Was sich an einem Ding futuristisch anfühlt, kann sich schnell ändern. StZ-Kolumnist Peter Glaser wirft einen Blick auf die merkwürdigsten Technik-Spielzeuge der vergangenen Jahre.

 

Stuttgart - Hier geht es in Zukunft um die Zukunft. Das StZ-Hausorakel Peter Glaser befragt einmal die Woche die Kristallkugel nach dem, was morgen oder übermorgen sein wird – und manchmal auch nach der Zukunft von gestern. Dazu als Bonus: der Tweet der Woche!

 

Wie ein Wal fahre ich täglich durch das Internet und seihe mit meinen Filter-Barten das Informationsplankton aus den Tiefen des Datenozeans. Immer wieder bleibt dabei auch ein Stück gestriger Zukunft hängen – technischer Stand von vor Jahrzehnten, alte Visionen, derlei.

_Datensätze:_
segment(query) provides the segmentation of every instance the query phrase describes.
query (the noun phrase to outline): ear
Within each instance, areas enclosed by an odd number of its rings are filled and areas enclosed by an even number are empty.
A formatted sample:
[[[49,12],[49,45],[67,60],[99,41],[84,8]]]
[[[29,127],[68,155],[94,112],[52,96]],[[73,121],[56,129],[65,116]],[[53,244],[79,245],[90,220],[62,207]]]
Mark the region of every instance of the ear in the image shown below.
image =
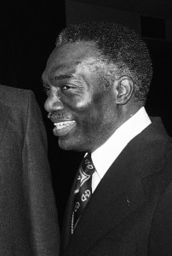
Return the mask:
[[[122,76],[114,81],[117,104],[124,105],[130,99],[134,90],[133,79],[129,76]]]

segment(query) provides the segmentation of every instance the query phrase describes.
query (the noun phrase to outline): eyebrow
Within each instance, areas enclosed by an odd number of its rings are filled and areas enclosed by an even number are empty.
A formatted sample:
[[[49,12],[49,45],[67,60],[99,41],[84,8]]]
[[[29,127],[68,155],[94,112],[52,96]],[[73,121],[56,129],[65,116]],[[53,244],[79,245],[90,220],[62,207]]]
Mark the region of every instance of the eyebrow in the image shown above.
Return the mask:
[[[58,76],[55,76],[54,78],[50,79],[51,80],[54,81],[59,81],[59,80],[63,80],[63,79],[69,79],[71,78],[73,78],[72,74],[60,74]]]

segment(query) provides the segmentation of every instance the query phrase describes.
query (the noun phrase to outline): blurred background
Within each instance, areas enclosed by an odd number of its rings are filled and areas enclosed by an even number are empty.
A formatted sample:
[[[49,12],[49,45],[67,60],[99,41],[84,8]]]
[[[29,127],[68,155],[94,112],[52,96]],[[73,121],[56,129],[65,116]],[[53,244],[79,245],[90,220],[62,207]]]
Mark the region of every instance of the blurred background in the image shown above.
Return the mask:
[[[43,109],[41,75],[58,33],[70,23],[113,20],[136,30],[146,42],[154,75],[146,102],[172,136],[171,0],[1,1],[0,84],[33,90],[43,113],[49,159],[61,226],[65,206],[83,154],[59,148]]]

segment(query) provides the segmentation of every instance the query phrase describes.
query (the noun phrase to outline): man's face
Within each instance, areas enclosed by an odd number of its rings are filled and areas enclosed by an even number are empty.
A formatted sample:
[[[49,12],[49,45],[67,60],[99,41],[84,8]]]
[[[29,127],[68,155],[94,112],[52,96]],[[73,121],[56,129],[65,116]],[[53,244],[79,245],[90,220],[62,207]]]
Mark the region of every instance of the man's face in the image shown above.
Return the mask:
[[[95,58],[93,44],[66,44],[54,49],[43,72],[44,107],[63,149],[93,152],[115,131],[115,94],[104,90]]]

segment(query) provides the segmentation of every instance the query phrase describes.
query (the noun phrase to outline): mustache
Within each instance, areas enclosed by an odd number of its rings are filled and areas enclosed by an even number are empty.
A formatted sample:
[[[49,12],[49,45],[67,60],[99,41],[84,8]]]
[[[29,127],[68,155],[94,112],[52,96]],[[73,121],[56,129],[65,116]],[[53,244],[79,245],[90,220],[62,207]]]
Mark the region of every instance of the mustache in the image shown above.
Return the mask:
[[[63,113],[57,112],[49,112],[48,114],[48,119],[69,119],[68,115]]]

_Arbeitsaufträge:_
**A.** Drucken Sie den Abschnitt aus dem Textauszug zur Technik-Kolumne wortgetreu aus. Beginnen Sie bei den Worten mit „Was sich an“ und hören Sie nach „alte Visionen, derlei.“ auf.
**B.** Wie oft befragt Peter Glaser laut dem Textauszug zur Technik-Kolumne die Kristallkugel?

_Lösungen:_
**A.**
Was sich an einem Ding futuristisch anfühlt, kann sich schnell ändern. StZ-Kolumnist Peter Glaser wirft einen Blick auf die merkwürdigsten Technik-Spielzeuge der vergangenen Jahre.

 

Stuttgart - Hier geht es in Zukunft um die Zukunft. Das StZ-Hausorakel Peter Glaser befragt einmal die Woche die Kristallkugel nach dem, was morgen oder übermorgen sein wird – und manchmal auch nach der Zukunft von gestern. Dazu als Bonus: der Tweet der Woche!

 

Wie ein Wal fahre ich täglich durch das Internet und seihe mit meinen Filter-Barten das Informationsplankton aus den Tiefen des Datenozeans. Immer wieder bleibt dabei auch ein Stück gestriger Zukunft hängen – technischer Stand von vor Jahrzehnten, alte Visionen, derlei.

**B.** Einmal die Woche.